- EXERCISE MATERIALS:
Start of Block
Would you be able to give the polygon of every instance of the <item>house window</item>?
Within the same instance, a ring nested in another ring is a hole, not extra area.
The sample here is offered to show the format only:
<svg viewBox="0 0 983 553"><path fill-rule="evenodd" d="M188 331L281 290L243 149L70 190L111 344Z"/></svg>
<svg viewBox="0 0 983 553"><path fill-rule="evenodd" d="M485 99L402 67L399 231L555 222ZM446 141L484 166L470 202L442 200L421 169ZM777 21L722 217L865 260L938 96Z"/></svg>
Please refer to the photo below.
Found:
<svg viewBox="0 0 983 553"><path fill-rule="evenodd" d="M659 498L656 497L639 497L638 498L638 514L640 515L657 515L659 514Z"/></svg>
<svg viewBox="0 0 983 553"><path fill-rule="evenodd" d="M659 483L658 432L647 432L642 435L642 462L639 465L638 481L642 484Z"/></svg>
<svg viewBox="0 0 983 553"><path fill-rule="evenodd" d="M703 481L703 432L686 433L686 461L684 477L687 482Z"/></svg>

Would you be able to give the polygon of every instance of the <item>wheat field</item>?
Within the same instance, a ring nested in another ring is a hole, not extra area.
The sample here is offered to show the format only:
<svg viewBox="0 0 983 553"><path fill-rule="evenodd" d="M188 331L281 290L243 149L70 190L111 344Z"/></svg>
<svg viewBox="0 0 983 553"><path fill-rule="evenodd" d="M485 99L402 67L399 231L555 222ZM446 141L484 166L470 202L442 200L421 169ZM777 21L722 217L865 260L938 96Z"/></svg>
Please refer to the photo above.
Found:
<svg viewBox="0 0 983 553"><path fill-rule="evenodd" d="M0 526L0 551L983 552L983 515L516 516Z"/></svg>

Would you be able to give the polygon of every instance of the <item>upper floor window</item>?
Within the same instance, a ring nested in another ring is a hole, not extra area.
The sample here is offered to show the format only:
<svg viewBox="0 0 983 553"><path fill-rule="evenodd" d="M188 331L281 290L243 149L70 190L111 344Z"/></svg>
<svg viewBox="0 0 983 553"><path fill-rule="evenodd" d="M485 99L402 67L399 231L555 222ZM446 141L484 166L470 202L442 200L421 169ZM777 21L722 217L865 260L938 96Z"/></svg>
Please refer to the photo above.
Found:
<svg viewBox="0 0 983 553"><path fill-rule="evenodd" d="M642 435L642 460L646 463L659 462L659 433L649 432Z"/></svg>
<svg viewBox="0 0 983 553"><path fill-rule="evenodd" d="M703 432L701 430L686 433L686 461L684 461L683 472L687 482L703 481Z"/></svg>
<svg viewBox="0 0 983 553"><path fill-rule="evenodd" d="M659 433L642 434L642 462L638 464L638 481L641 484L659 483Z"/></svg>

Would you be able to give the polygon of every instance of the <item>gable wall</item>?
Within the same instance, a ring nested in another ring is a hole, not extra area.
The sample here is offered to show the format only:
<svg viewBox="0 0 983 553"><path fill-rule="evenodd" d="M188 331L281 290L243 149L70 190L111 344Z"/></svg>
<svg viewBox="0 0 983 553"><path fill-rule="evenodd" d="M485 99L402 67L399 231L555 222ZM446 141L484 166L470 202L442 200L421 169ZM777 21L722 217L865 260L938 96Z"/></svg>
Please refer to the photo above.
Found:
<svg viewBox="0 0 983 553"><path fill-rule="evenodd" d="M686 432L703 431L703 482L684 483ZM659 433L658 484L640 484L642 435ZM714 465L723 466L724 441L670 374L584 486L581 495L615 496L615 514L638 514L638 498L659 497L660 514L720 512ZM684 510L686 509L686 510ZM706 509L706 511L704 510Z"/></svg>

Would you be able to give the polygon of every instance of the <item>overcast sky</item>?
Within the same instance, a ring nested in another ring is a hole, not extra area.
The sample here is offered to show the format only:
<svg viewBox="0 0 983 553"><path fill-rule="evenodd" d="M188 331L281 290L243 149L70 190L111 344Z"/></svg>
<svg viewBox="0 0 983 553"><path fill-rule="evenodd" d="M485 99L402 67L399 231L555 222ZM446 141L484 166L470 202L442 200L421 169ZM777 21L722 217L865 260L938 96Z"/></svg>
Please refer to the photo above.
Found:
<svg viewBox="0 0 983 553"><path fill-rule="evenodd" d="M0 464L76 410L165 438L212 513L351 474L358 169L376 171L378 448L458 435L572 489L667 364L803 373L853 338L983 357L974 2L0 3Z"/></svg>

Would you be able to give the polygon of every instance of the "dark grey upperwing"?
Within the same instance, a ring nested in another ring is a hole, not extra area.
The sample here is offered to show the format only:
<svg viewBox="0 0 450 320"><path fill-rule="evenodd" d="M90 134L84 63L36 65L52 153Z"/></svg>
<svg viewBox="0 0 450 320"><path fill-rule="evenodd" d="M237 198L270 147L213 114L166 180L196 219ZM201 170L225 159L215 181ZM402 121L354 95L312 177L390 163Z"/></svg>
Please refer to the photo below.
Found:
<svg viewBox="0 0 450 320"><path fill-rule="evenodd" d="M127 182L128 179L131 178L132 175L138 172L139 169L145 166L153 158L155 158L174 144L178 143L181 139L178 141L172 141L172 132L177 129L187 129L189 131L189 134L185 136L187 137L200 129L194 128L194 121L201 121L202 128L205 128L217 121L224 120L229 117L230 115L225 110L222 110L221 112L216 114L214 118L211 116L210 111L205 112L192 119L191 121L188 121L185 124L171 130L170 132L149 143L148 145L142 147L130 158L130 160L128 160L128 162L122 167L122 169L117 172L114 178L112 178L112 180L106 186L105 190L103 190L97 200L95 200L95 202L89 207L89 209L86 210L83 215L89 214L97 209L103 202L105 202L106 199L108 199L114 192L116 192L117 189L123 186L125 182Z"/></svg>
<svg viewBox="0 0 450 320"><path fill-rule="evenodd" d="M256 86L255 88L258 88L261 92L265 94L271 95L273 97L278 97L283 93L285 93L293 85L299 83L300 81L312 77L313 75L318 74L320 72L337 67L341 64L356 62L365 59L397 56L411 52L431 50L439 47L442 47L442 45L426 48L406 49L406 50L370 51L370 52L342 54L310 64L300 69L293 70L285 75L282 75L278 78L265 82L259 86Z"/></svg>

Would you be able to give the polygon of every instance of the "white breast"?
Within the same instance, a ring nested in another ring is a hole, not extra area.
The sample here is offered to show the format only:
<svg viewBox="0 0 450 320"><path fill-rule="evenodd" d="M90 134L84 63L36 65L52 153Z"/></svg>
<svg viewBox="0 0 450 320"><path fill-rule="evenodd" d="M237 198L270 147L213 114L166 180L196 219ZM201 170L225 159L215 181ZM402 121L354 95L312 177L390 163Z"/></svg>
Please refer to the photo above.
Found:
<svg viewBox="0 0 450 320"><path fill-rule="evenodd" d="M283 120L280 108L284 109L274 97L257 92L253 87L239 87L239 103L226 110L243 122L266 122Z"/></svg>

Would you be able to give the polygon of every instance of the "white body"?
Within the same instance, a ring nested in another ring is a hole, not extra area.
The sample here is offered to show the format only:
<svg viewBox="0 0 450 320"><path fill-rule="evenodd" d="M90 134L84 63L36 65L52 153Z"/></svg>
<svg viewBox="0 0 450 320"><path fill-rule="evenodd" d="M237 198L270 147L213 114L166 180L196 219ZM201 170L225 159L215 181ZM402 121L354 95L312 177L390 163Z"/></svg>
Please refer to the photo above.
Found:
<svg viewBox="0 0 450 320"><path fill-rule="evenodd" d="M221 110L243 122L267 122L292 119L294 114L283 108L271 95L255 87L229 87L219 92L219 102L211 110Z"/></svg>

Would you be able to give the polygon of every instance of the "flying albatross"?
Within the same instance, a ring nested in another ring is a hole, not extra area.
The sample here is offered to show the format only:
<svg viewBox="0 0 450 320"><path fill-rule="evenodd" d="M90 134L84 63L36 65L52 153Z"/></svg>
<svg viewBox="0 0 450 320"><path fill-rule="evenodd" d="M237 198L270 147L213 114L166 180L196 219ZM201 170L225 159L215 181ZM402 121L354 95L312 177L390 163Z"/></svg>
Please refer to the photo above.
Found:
End of Block
- WHAT IS REQUIRED:
For this exercise, find all lines in the records containing the word "window" and copy them.

- ANSWER BOX:
Would you be able to give the polygon of every instance of the <item>house window</item>?
Would you be able to give the polygon of every instance of the <item>upper floor window</item>?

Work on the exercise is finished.